[Document passage]
§

The reason this is happening, said Republican pollster Whit Ayres, is “you now have state legislatures that have taken positions opposed by 9 out of 10 Americans.”
“What the Dobbs decision has done along with these trigger laws is focus attention on the early part of pregnancy, not late term,” Ayres said.
While many people back some restrictions on abortion, especially after the first trimester, the most extreme measures introduced in some Republican-led states are at odds with public opinion, according to an Associated Press-NORC Center for Public Affairs Research poll in July.
There are several signs that momentum is with abortion-rights backers. In conservative Kansas, a ballot measure to remove that state’s right to abortion lost by more than 150,000 votes. Democrats won a special election in a narrowly divided upstate New York swing district last week after their candidate focused on abortion. In a survey shortly after the Supreme Court ruling, Pew found that 62% of U.S. adults say abortion should be legal in all or most cases, the highest share in nearly 30 years of tracking the issue.
That’s emboldened Democrats to go after any Republican on abortion, regardless of the details of their position, said Jennifer Lawless, a politics professor at the University of Virginia who has long tracked the politics of reproductive health.
“Although the nuance on the issue is largely gone, the nuance of the case Democrats can make is stronger,” Lawless said.
She noted that Democrats can now make the more technical argument that any Republican elected increases the power of the party that overturned Roe and could spread abortion bans further across the country.
That’s an argument Colorado Democrats have tried to make, unsuccessfully, before. In 2014, Democratic Sen. Mark Udall lost his race to Republican Cory Gardner, an abortion rights opponent who defused the issue by backing over-the-counter women’s contraception to demonstrate he wasn’t hostile to reproductive health.

§

[What to do] Resume the passage on abortion politics after its final sentence. The data that follows bears no relation to the passage on abortion politics.

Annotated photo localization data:
§

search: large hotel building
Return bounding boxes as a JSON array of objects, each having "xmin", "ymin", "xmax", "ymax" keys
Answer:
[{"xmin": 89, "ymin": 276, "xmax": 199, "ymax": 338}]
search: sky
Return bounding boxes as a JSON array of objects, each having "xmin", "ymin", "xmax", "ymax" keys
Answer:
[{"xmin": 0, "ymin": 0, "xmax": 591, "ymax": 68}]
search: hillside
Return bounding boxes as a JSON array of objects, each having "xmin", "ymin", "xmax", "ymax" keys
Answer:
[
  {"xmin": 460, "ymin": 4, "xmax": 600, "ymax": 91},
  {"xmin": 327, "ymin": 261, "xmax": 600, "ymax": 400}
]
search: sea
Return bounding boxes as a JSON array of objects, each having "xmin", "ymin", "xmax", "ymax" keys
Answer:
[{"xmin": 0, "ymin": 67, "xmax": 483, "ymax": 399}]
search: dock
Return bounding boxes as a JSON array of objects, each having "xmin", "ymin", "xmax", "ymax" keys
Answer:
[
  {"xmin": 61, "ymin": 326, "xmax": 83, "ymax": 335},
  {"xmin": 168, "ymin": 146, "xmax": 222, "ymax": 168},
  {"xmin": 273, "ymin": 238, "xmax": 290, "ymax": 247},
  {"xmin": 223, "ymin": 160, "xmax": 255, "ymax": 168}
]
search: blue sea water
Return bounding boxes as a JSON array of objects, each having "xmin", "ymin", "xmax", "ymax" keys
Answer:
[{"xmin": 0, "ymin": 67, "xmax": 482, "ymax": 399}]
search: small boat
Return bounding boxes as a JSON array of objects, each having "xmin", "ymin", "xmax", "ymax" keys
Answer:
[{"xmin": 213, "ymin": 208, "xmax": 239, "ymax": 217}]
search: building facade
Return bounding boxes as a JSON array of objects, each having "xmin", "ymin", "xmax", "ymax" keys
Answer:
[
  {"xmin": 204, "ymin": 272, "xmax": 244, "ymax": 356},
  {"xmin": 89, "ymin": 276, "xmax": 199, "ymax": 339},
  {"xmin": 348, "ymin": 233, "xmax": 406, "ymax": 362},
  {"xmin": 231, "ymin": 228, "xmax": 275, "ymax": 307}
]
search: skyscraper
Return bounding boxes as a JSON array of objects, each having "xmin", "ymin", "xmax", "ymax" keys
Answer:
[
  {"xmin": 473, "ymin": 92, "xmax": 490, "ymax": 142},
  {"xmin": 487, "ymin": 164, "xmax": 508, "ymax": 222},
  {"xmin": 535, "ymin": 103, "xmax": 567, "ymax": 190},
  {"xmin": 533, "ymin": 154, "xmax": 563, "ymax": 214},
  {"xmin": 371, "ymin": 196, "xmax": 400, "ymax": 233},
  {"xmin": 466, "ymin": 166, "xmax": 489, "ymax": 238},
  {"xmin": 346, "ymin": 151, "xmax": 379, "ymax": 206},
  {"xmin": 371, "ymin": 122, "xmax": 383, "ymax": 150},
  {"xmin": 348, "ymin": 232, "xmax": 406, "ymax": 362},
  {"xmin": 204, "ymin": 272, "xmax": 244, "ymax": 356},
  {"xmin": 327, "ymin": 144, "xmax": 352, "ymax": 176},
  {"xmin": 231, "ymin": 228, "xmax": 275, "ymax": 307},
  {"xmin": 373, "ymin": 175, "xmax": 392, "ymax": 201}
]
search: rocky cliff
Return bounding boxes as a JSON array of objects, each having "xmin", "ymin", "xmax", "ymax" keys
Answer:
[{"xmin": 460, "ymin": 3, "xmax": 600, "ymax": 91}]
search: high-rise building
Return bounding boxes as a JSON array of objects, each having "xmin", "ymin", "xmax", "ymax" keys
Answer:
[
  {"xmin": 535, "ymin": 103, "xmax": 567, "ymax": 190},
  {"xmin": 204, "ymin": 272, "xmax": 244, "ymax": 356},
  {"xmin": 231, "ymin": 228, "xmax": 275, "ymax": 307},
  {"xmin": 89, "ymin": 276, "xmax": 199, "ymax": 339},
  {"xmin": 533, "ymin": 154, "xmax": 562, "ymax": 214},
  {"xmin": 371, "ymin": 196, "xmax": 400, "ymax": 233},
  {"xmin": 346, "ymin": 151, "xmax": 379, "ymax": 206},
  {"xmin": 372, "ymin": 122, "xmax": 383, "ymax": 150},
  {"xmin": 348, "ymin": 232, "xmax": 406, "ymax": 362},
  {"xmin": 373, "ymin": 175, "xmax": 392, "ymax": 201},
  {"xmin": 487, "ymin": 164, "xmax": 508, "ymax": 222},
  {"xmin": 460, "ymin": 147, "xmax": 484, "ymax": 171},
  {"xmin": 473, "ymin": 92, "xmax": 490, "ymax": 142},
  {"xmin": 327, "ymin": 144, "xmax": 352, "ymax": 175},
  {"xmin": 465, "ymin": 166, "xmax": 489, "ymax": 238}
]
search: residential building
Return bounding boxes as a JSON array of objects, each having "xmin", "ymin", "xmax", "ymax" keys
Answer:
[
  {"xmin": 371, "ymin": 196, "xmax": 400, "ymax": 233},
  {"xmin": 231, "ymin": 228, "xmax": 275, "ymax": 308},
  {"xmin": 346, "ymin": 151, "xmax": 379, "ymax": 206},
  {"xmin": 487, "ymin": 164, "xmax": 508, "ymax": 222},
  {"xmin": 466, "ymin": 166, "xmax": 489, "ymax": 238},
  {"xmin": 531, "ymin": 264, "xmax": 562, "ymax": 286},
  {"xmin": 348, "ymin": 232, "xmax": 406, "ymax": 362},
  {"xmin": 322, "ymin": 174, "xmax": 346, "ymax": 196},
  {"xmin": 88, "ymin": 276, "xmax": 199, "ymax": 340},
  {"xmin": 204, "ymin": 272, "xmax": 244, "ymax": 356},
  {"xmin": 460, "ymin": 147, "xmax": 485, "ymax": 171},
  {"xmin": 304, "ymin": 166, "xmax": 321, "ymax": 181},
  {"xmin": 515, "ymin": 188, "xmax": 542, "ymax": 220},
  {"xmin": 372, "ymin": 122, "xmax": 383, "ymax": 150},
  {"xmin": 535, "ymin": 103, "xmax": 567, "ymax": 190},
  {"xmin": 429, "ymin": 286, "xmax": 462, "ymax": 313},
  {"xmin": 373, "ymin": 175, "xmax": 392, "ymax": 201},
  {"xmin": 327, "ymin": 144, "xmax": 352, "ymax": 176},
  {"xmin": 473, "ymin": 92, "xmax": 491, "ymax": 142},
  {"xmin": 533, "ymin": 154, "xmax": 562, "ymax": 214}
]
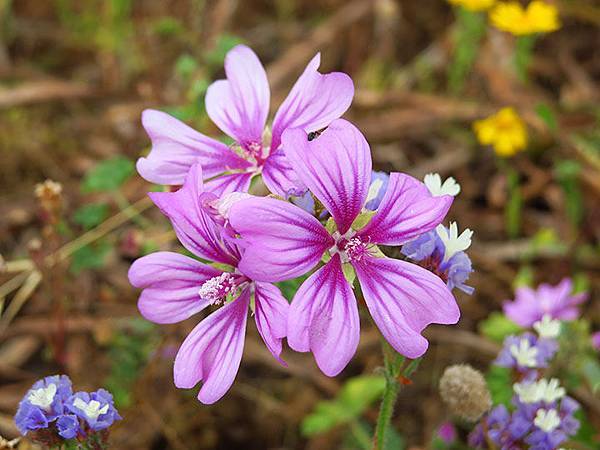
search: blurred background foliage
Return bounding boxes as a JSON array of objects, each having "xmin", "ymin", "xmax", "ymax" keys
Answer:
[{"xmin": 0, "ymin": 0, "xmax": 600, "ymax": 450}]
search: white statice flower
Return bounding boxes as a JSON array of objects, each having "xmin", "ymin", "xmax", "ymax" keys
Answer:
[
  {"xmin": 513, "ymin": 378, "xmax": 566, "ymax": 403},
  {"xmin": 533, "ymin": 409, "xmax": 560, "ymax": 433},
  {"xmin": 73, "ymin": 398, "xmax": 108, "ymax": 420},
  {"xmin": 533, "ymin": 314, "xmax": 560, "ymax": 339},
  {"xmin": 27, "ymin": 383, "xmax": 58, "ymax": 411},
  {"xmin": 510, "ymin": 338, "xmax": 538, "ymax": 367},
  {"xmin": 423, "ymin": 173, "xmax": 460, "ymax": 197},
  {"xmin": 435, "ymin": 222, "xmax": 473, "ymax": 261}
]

§

[The answer]
Gardner’s supporters mocked Udall as “Mark Uterus” for hammering relentlessly on abortion and they assured voters that Roe wasn’t at risk. Gardner lost his reelection bid in 2020, when Colorado voters replaced him with a Democrat supporting abortion rights after then-President Donald Trump picked now-Supreme Court Justice Amy Coney Barrett, the deciding vote in Dobbs, in the campaign’s final weeks.
Now Democrats are trying again with O’Dea. In an interview, the first-time candidate said of his opponent’s attack: “It’s pretty dishonest, pretty disingenuous.”
Yet in 2020, O’Dea voted for a statewide ballot measure to bar abortions after 22 weeks that failed by 18 percentage points. The measure didn’t contain exceptions for rape, incest or to protect the mother’s life. He now says he thinks those exceptions are essential and added that he would support allowing the termination of nonviable pregnancies.
He noted he wasn’t a candidate for office when the measure was on the ballot.
“I didn’t look at all the nuances,” O’Dea said.
Colorado has a long history of backing abortion rights. It was the first state to legalize the procedure in cases of rape, incest and to protect the mother, taking that step in 1967. Earlier this year, the Democratic-controlled Legislature passed one of the most sweeping laws protecting abortion rights, guaranteeing no restrictions on abortions regardless of when in the pregnancy they occur. O’Dea opposes that law because of his belief that abortions should be outlawed past 20 weeks.
The race is playing out as Colorado has become a refuge for women seeking care after the Dobbs decision activated trigger laws in nearby states, especially Texas.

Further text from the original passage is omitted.